The pretreatment source can contain an optional heat exchanger that
cryogenically cools the dehydrated gas also referred to as "dry
gas" herein, to a first cool temperature before transferring the
dry gas to the floating, moveable natural gas processing
station.
The method can include that one or two liquefaction trains and a
heat exchanger can be positioned on a floating station hull with a
station variable draft, such as a semi-submersible hull. Other hull
types can be used as well such as a connected multi-column
hull.
The method can include having the floating hull spread moored using
between 8 mooring lines and 12 mooring lines.
The method can include using a spread of mooring lines, such that
if 2 of the mooring lines break such as during a hurricane, the
remaining mooring lines will hold the floating vessel. The mooring
lines can be wire rope or chain and wire rope or similar material
used for mooring to anchors in the sea bed, such as suction pile
anchors.
In another embodiment of the method, the method for processing
natural gas can use a spread moored turret connected to the station
hull.

> _OBJECTIVES_
- 1) In the gas processing passage, retype the part that opens with the words containing "The method can include that" and closes with "12 mooring lines.". Copy it word for word.
- 2) According to the gas processing passage, how many mooring lines can be used to spread moor the floating hull?
- 3) Translate this sentence from the gas processing passage into Spanish: "Other hull types can be used as well such as a connected multi-column hull."

> _INFORMATION PROVIDED_
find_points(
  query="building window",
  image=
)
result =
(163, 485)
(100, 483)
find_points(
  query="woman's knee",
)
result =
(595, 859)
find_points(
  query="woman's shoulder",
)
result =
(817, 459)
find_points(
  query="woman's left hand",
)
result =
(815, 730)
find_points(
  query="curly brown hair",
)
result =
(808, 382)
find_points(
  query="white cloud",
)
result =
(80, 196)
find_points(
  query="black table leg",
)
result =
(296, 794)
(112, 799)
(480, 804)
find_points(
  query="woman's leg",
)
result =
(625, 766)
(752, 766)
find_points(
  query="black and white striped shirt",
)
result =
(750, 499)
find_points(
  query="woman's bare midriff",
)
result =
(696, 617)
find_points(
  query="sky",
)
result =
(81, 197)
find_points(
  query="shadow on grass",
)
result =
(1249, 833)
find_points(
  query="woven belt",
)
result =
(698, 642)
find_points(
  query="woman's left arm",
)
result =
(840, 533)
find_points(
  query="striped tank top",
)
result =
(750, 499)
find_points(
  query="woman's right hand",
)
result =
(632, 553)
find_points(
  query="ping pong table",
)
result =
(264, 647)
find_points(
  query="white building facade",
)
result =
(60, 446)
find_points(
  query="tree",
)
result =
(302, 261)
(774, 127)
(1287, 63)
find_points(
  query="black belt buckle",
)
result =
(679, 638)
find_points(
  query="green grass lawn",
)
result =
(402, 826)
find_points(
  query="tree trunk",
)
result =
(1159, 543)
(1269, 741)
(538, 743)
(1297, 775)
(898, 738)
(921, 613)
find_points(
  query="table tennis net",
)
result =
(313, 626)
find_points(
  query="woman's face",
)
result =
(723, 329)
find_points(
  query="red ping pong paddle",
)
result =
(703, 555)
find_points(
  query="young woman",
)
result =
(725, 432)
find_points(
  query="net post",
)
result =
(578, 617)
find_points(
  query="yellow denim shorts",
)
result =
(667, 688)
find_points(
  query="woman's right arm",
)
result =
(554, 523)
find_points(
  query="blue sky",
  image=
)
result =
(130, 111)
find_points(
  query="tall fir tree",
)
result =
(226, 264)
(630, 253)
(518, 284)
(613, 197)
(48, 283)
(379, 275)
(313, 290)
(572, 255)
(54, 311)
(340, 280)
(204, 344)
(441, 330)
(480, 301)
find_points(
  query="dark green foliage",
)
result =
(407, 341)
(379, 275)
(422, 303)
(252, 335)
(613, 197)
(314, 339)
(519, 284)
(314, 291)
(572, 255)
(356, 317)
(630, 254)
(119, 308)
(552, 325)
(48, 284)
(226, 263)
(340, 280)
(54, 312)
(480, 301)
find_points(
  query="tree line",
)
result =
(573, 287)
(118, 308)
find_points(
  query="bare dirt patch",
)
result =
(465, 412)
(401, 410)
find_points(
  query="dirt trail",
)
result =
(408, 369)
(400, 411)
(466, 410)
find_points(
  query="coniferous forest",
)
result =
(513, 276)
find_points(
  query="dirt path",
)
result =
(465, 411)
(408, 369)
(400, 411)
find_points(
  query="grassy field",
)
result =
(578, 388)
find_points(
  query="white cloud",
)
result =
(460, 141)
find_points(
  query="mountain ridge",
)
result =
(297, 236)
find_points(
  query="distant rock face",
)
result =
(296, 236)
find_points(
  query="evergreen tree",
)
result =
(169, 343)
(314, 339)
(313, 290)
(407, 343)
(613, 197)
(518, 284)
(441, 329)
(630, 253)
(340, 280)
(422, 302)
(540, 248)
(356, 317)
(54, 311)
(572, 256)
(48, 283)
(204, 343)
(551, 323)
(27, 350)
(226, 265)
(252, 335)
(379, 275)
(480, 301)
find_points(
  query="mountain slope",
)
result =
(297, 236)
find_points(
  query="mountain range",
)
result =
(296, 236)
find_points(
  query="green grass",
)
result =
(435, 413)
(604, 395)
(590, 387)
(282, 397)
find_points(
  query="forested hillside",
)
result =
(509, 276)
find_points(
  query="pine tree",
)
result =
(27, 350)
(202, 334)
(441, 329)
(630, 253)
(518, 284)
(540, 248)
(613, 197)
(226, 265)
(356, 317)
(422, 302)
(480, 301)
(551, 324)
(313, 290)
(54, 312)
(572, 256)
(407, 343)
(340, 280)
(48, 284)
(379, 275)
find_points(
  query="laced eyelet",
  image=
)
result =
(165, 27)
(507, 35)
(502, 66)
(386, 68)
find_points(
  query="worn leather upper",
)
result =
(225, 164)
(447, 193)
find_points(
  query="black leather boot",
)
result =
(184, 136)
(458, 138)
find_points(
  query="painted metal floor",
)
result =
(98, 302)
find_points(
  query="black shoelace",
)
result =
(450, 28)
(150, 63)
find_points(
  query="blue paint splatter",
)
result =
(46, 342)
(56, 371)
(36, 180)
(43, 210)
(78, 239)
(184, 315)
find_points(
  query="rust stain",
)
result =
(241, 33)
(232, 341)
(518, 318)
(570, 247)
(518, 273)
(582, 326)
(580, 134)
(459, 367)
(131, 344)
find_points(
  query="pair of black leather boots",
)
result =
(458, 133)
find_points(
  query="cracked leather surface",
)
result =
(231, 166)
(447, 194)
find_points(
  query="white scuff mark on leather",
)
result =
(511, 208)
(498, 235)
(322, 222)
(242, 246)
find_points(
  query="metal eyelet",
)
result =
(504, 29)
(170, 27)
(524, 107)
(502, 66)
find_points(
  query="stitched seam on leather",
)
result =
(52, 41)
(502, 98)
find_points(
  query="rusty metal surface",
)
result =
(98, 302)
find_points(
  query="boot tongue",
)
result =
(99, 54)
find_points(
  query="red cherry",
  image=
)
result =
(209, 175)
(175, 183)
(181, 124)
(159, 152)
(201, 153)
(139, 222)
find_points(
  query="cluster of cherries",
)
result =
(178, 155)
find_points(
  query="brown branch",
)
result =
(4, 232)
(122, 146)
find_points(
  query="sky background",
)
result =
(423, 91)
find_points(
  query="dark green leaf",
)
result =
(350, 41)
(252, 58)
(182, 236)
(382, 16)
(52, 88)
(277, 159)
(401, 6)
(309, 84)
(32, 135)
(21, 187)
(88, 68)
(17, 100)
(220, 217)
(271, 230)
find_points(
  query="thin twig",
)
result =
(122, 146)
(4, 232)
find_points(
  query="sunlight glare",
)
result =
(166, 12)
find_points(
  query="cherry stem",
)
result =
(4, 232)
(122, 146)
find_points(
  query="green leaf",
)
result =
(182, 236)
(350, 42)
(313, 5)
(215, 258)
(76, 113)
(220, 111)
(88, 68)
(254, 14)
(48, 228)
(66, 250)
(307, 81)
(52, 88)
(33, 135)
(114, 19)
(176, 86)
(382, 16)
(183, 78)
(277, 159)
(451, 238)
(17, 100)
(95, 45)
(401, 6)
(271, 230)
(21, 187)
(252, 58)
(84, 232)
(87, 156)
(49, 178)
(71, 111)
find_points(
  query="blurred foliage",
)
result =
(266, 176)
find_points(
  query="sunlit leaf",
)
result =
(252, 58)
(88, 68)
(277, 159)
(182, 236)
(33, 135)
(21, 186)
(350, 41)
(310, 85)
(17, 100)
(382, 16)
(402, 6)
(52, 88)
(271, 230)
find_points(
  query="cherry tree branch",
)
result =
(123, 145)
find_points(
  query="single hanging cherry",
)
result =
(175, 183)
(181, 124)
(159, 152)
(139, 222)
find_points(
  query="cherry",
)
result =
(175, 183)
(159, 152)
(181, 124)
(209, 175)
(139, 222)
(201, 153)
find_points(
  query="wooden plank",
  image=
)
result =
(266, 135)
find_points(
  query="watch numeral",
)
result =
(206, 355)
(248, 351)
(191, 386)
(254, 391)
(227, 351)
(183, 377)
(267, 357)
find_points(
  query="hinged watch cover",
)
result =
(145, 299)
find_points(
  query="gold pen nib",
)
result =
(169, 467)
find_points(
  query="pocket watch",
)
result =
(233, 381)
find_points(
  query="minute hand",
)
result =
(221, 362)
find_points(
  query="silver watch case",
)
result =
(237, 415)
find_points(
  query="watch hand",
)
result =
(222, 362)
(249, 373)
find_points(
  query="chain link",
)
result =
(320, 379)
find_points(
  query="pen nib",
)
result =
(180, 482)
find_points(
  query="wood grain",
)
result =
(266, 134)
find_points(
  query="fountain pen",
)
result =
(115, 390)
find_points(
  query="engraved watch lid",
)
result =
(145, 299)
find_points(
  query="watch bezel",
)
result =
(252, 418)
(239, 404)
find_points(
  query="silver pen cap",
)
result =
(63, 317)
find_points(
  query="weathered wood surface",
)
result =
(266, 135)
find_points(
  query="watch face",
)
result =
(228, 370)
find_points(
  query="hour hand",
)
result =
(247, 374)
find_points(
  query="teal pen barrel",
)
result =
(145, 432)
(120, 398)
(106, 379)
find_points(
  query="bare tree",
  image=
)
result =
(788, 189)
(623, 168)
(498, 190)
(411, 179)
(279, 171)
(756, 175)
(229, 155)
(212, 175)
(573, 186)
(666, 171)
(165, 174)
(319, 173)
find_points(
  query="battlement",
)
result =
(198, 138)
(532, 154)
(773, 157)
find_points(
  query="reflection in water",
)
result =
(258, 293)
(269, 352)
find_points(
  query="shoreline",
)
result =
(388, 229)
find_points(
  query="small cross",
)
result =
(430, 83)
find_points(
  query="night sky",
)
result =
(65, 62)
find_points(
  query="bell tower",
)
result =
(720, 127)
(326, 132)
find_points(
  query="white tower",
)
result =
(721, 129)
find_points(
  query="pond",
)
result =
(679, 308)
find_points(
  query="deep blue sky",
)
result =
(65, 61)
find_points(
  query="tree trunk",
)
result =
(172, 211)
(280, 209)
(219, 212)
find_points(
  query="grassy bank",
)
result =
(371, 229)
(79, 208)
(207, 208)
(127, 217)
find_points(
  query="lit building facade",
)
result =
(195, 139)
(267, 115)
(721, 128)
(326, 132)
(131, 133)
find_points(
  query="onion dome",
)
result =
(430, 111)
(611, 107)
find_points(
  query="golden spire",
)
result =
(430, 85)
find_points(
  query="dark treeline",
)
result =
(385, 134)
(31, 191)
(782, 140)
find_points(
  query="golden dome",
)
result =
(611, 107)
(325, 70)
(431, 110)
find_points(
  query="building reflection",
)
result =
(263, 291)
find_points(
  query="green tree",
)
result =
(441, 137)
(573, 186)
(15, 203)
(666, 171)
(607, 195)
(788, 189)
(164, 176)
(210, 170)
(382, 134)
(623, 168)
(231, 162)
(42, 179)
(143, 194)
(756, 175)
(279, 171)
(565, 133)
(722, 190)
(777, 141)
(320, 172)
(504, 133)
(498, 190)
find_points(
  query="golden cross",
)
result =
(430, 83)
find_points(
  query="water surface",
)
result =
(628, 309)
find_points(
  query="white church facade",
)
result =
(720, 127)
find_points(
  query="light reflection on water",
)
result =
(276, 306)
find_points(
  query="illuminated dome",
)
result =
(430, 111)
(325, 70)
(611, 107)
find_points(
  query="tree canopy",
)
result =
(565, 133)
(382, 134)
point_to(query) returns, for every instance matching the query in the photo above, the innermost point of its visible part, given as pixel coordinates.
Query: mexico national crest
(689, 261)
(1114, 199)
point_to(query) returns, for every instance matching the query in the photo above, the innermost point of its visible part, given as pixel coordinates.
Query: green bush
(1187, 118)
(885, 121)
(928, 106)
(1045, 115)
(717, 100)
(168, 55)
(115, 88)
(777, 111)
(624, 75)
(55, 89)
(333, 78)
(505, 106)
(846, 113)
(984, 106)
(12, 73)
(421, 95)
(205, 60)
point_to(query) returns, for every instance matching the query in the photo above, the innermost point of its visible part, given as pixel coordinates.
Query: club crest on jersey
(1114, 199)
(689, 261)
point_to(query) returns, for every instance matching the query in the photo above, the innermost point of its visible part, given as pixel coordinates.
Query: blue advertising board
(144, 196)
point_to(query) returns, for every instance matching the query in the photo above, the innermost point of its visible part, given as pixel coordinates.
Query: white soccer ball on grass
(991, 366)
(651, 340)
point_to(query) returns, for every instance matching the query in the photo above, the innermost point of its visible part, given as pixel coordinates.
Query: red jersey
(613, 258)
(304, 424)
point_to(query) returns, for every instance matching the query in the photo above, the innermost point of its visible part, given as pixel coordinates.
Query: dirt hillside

> _SOLUTIONS TO EACH TASK_
- 1)
The method can include that one or two liquefaction trains and a
heat exchanger can be positioned on a floating station hull with a
station variable draft, such as a semi-submersible hull. Other hull
types can be used as well such as a connected multi-column
hull.
The method can include having the floating hull spread moored using
between 8 mooring lines and 12 mooring lines.

- 2) Between 8 and 12 mooring lines.

- 3) También se pueden usar otros tipos de casco, como un casco multicolumna conectado.